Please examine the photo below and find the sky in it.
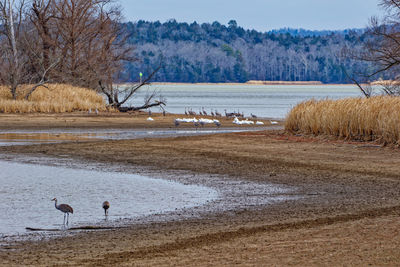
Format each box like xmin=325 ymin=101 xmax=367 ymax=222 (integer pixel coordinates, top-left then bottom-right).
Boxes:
xmin=119 ymin=0 xmax=382 ymax=31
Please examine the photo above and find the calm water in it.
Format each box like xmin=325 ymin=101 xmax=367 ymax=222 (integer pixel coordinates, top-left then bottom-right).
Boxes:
xmin=128 ymin=85 xmax=361 ymax=119
xmin=0 ymin=161 xmax=218 ymax=237
xmin=0 ymin=128 xmax=276 ymax=146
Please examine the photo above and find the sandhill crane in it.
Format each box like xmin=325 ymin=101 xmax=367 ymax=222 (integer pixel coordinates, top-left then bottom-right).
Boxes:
xmin=103 ymin=201 xmax=110 ymax=216
xmin=51 ymin=198 xmax=74 ymax=225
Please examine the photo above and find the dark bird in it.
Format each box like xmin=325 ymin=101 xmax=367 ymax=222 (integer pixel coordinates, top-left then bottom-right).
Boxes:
xmin=51 ymin=198 xmax=74 ymax=225
xmin=103 ymin=201 xmax=110 ymax=216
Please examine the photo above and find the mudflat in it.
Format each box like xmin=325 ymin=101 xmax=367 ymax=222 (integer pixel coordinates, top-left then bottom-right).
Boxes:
xmin=0 ymin=116 xmax=400 ymax=266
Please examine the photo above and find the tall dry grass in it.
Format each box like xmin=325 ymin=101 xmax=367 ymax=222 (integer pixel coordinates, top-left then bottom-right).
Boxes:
xmin=285 ymin=96 xmax=400 ymax=145
xmin=0 ymin=84 xmax=106 ymax=113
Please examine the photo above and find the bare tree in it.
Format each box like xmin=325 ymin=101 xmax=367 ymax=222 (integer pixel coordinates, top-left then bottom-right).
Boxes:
xmin=0 ymin=0 xmax=25 ymax=99
xmin=348 ymin=0 xmax=400 ymax=95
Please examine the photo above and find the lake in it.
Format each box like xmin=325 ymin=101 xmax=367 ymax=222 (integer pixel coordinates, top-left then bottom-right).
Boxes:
xmin=127 ymin=84 xmax=361 ymax=119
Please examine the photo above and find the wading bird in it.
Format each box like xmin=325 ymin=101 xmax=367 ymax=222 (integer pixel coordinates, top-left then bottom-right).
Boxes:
xmin=103 ymin=201 xmax=110 ymax=216
xmin=51 ymin=198 xmax=74 ymax=225
xmin=174 ymin=119 xmax=180 ymax=127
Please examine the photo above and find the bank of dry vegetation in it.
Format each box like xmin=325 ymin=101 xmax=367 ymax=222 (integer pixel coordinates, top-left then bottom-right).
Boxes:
xmin=0 ymin=84 xmax=106 ymax=113
xmin=285 ymin=96 xmax=400 ymax=145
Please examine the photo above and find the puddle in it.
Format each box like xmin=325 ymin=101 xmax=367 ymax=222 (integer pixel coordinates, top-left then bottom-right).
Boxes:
xmin=0 ymin=161 xmax=218 ymax=238
xmin=0 ymin=127 xmax=278 ymax=146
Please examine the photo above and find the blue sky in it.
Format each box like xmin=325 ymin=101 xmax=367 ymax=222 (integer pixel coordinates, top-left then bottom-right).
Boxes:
xmin=120 ymin=0 xmax=382 ymax=31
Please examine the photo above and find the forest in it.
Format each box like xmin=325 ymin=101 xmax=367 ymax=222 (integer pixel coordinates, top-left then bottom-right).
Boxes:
xmin=120 ymin=20 xmax=379 ymax=83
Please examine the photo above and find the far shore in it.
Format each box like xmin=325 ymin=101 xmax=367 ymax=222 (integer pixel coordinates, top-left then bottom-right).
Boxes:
xmin=0 ymin=112 xmax=283 ymax=130
xmin=151 ymin=81 xmax=352 ymax=86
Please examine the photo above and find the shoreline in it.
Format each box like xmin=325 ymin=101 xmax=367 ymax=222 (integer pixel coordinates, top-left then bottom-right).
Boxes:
xmin=0 ymin=121 xmax=400 ymax=266
xmin=151 ymin=81 xmax=356 ymax=86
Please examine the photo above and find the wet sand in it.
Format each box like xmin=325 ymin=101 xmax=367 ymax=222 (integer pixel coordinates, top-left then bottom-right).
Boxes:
xmin=0 ymin=114 xmax=400 ymax=266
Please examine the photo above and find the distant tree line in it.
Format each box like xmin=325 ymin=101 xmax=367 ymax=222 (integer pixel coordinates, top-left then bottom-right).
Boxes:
xmin=123 ymin=20 xmax=382 ymax=83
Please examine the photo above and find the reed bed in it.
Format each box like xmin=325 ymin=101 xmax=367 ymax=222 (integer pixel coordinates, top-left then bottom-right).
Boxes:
xmin=285 ymin=96 xmax=400 ymax=145
xmin=0 ymin=84 xmax=107 ymax=113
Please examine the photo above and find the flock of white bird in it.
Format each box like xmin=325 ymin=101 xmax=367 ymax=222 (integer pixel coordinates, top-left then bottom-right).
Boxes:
xmin=147 ymin=117 xmax=278 ymax=127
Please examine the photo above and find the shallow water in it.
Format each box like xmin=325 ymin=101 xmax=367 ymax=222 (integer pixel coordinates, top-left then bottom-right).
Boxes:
xmin=0 ymin=161 xmax=218 ymax=237
xmin=0 ymin=127 xmax=276 ymax=146
xmin=127 ymin=84 xmax=361 ymax=119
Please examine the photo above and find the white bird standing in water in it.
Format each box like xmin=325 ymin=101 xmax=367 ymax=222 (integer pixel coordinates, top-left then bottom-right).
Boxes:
xmin=103 ymin=201 xmax=110 ymax=216
xmin=51 ymin=198 xmax=74 ymax=225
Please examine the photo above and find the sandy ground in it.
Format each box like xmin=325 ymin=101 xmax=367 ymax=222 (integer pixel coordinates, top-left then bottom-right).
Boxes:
xmin=0 ymin=116 xmax=400 ymax=266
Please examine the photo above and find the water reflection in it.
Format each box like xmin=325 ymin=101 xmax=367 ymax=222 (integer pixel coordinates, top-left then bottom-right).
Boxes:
xmin=0 ymin=161 xmax=218 ymax=236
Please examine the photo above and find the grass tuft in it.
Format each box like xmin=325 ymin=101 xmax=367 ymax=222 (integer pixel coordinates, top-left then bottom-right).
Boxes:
xmin=285 ymin=96 xmax=400 ymax=145
xmin=0 ymin=84 xmax=107 ymax=113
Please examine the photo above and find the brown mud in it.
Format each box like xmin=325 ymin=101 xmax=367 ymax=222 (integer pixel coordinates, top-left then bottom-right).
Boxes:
xmin=0 ymin=114 xmax=400 ymax=266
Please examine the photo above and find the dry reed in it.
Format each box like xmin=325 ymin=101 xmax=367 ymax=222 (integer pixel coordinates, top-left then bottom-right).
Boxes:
xmin=0 ymin=84 xmax=106 ymax=113
xmin=285 ymin=96 xmax=400 ymax=145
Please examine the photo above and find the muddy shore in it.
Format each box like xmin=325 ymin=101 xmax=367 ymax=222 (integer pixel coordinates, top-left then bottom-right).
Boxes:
xmin=0 ymin=115 xmax=400 ymax=266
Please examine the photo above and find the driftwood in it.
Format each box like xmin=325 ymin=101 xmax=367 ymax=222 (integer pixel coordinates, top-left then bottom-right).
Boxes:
xmin=118 ymin=101 xmax=165 ymax=112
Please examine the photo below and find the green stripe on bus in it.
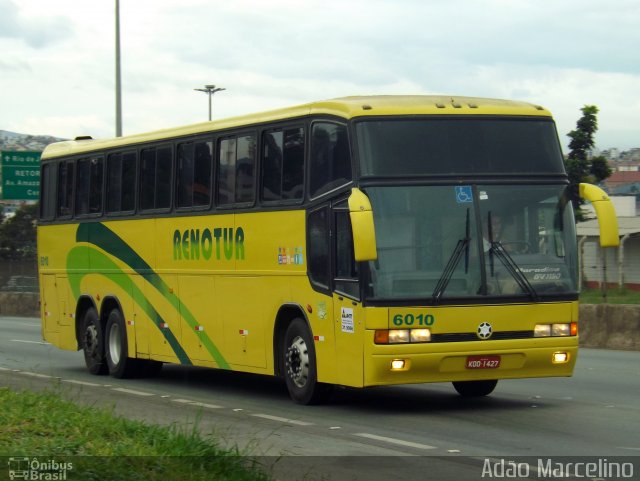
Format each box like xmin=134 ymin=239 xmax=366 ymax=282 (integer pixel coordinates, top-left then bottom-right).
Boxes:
xmin=76 ymin=222 xmax=230 ymax=369
xmin=67 ymin=246 xmax=193 ymax=365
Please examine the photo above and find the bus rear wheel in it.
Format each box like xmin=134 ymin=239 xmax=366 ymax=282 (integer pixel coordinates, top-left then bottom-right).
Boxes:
xmin=453 ymin=380 xmax=498 ymax=397
xmin=284 ymin=318 xmax=331 ymax=404
xmin=105 ymin=309 xmax=143 ymax=379
xmin=81 ymin=307 xmax=109 ymax=375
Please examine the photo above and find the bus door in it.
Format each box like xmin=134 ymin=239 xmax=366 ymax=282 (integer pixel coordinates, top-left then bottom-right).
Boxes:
xmin=332 ymin=200 xmax=365 ymax=386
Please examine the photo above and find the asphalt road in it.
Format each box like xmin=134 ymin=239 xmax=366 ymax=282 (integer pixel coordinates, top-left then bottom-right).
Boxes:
xmin=0 ymin=317 xmax=640 ymax=480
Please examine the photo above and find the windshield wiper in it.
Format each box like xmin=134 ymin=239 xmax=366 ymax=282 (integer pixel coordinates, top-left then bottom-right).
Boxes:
xmin=489 ymin=241 xmax=540 ymax=301
xmin=432 ymin=209 xmax=471 ymax=304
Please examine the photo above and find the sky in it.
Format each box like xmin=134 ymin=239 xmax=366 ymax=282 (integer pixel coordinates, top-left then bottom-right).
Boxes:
xmin=0 ymin=0 xmax=640 ymax=152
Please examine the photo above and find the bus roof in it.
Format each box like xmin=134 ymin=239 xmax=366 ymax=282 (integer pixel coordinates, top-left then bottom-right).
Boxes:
xmin=42 ymin=95 xmax=551 ymax=160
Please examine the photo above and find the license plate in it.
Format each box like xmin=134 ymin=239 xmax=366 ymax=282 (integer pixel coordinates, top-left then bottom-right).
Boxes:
xmin=466 ymin=356 xmax=500 ymax=369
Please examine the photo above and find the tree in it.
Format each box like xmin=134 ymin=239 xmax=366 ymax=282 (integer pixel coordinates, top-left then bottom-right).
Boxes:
xmin=565 ymin=105 xmax=612 ymax=220
xmin=0 ymin=204 xmax=38 ymax=260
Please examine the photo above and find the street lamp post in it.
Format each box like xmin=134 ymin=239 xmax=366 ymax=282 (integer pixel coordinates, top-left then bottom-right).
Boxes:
xmin=193 ymin=85 xmax=227 ymax=120
xmin=116 ymin=0 xmax=122 ymax=137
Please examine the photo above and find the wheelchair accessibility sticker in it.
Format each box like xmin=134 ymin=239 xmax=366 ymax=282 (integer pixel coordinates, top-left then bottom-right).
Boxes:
xmin=455 ymin=185 xmax=473 ymax=204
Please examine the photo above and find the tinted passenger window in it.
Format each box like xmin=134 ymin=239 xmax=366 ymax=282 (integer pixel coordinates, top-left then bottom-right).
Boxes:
xmin=310 ymin=123 xmax=352 ymax=197
xmin=76 ymin=157 xmax=103 ymax=215
xmin=40 ymin=164 xmax=56 ymax=220
xmin=261 ymin=127 xmax=304 ymax=201
xmin=58 ymin=162 xmax=73 ymax=217
xmin=218 ymin=135 xmax=256 ymax=204
xmin=107 ymin=152 xmax=136 ymax=213
xmin=307 ymin=207 xmax=331 ymax=289
xmin=140 ymin=146 xmax=172 ymax=210
xmin=176 ymin=142 xmax=213 ymax=207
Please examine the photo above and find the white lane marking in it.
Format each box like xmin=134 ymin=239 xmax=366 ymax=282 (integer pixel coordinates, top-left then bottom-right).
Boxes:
xmin=112 ymin=387 xmax=155 ymax=396
xmin=172 ymin=399 xmax=223 ymax=409
xmin=191 ymin=402 xmax=222 ymax=409
xmin=20 ymin=371 xmax=53 ymax=379
xmin=62 ymin=379 xmax=102 ymax=387
xmin=252 ymin=414 xmax=313 ymax=426
xmin=11 ymin=339 xmax=51 ymax=346
xmin=354 ymin=433 xmax=437 ymax=449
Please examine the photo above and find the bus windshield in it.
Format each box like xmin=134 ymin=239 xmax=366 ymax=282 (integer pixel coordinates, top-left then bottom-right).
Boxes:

□ □ □

**Your goal**. Render the stretch of lines from the one containing "Please examine the photo above and find the distant" through the one containing "xmin=123 ymin=20 xmax=382 ymax=83" as a Markdown table with the columns n and Line. Number each row and omit any blank lines.

**Task result**.
| n | Line |
|---|---|
| 1 | Please examine the photo above and find the distant tree line in it. |
| 2 | Format each box like xmin=325 ymin=101 xmax=367 ymax=222 (integer pixel coordinates, top-left then bottom-right). |
| 3 | Boxes: |
| 4 | xmin=123 ymin=20 xmax=382 ymax=83 |